* [WHAT TO PRODUCE] Return, exactly and in full, the lines of the records below starting at the one with "Where can you spot the frosted" and ending at the one with "Where can you spot the armchair", and no other lines.

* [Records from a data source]
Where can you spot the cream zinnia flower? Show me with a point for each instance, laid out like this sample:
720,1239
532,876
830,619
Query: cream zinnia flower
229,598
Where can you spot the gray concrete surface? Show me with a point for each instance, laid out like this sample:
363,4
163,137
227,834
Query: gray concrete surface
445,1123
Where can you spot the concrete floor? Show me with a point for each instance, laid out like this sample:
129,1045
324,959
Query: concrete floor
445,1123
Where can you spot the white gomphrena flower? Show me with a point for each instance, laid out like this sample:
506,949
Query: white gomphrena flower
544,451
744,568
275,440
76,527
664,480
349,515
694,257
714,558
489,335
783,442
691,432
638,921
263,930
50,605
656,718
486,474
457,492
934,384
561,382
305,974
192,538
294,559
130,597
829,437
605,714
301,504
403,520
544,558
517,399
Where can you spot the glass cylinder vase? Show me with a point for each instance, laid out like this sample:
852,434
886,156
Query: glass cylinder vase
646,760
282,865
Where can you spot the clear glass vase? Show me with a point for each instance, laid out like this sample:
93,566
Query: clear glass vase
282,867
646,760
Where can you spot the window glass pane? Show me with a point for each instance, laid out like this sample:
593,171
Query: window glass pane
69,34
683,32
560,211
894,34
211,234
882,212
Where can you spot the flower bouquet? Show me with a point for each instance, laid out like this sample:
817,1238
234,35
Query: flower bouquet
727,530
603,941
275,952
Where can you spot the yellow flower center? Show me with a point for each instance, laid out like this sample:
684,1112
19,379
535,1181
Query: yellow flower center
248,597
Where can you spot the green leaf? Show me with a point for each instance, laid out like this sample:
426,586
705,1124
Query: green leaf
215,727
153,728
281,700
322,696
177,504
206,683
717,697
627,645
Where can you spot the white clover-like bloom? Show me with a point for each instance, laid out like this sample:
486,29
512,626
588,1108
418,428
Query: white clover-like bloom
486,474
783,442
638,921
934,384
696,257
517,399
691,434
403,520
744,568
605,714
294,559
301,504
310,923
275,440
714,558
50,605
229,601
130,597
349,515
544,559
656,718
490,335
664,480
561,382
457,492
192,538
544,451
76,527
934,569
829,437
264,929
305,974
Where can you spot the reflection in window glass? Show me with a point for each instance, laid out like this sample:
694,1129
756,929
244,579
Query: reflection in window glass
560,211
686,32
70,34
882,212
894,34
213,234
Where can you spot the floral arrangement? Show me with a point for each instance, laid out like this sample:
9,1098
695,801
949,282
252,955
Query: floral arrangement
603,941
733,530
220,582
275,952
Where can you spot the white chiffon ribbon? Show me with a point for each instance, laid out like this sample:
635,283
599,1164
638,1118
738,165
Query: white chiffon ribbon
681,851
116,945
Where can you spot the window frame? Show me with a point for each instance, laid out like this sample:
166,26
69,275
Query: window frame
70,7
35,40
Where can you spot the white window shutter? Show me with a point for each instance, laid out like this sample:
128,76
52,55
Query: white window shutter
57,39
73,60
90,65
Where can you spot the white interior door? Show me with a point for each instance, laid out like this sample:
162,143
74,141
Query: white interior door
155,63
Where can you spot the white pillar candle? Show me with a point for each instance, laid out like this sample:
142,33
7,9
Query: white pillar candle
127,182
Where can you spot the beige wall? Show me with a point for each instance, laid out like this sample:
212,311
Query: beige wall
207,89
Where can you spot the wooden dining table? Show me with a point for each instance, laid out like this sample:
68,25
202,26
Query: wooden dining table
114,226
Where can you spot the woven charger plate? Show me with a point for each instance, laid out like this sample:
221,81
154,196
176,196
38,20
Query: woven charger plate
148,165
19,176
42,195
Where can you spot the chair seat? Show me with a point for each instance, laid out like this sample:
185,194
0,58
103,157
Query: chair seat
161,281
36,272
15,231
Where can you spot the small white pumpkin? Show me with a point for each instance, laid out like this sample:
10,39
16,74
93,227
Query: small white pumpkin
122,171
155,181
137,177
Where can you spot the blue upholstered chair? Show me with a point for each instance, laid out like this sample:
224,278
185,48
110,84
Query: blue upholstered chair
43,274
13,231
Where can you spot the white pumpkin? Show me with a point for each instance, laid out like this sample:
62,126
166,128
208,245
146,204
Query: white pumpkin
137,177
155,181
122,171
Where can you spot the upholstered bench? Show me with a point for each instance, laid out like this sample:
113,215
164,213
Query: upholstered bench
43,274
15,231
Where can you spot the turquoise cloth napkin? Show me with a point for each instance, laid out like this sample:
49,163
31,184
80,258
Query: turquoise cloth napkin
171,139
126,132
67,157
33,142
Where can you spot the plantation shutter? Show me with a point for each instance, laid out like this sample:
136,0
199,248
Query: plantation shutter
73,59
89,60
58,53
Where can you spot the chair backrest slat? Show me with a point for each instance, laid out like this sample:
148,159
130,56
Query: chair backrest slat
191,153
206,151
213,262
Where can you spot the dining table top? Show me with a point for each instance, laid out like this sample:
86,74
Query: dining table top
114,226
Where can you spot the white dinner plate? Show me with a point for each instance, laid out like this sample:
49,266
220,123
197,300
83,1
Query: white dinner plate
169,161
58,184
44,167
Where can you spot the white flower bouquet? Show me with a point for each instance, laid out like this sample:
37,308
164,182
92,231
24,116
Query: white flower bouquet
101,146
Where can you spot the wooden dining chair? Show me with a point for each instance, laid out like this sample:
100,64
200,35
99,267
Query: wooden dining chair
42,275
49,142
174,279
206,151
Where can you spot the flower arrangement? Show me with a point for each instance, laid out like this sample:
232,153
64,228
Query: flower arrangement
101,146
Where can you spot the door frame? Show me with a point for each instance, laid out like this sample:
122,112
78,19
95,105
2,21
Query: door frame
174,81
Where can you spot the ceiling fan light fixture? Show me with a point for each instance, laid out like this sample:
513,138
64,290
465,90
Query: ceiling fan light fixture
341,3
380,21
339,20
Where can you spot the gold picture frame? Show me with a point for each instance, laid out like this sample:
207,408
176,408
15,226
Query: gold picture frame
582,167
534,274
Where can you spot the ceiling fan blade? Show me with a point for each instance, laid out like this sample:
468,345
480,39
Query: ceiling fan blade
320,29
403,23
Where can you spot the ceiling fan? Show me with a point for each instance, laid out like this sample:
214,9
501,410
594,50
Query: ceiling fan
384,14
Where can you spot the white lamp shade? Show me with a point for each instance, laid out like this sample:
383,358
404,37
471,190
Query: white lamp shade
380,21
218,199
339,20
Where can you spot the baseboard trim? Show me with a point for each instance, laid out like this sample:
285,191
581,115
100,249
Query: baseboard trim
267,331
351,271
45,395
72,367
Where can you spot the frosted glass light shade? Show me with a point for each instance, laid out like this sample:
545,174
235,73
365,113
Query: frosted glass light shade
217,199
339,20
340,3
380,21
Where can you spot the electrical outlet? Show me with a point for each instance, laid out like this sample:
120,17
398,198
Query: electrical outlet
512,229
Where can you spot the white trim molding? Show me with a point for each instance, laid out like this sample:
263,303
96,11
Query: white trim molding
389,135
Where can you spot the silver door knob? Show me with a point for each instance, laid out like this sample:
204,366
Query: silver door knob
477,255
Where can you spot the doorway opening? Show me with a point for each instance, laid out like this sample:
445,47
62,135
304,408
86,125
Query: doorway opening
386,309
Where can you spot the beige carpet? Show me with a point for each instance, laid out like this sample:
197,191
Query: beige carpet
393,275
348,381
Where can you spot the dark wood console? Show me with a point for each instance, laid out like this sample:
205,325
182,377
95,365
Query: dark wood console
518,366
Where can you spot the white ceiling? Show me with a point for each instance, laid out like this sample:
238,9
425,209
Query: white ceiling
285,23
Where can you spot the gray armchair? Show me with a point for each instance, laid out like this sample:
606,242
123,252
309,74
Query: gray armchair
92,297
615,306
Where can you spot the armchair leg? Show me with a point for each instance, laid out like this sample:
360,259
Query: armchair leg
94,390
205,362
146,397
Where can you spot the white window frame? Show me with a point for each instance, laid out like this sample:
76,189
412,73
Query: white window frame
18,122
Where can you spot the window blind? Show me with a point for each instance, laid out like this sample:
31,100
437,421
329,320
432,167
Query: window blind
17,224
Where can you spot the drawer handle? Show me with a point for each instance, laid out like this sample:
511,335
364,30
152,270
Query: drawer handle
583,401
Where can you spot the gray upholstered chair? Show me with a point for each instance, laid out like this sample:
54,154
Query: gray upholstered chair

* [REPLY TO THE TASK]
Where can you spot the frosted glass light shade? Show me with a point for each instance, laid out like this sample:
545,174
235,73
365,113
Query: frosted glass light shade
217,199
339,20
340,3
380,21
Where can you spot the electrical outlet? Show me with a point for each instance, laid out like this sample:
120,17
398,198
Query: electrical outlet
512,229
Where can you spot the white trim molding? Show me with a point for each instance, laid out like this sample:
263,303
96,11
Query: white trim molding
389,135
Where can you spot the silver door knob? Show me with a point for each instance, laid out like this sample:
204,366
Query: silver door knob
477,255
Where can you spot the doorway opening? Show me with a point for each instance, laid out like this sample:
445,47
62,135
304,408
86,125
Query: doorway opening
386,309
Where can you spot the beige carpet? Show me with a point for each instance, laid out like this sample:
197,191
Query: beige carpet
393,275
348,381
Where can you spot the dark wood console? Show me with a point for each instance, laid out like this sample:
205,325
182,377
95,365
Query: dark wood console
518,366
Where can you spot the white ceiling? Show me with a point for each instance, laid out like this sample:
238,9
425,209
Query: white ceiling
285,23
Where can you spot the gray armchair? Show me with a point for each instance, laid out like this sample:
606,242
123,252
309,74
Query: gray armchair
92,297
615,306
Where can you spot the armchair leg? Show me with a point for each instance, laid out like this sample:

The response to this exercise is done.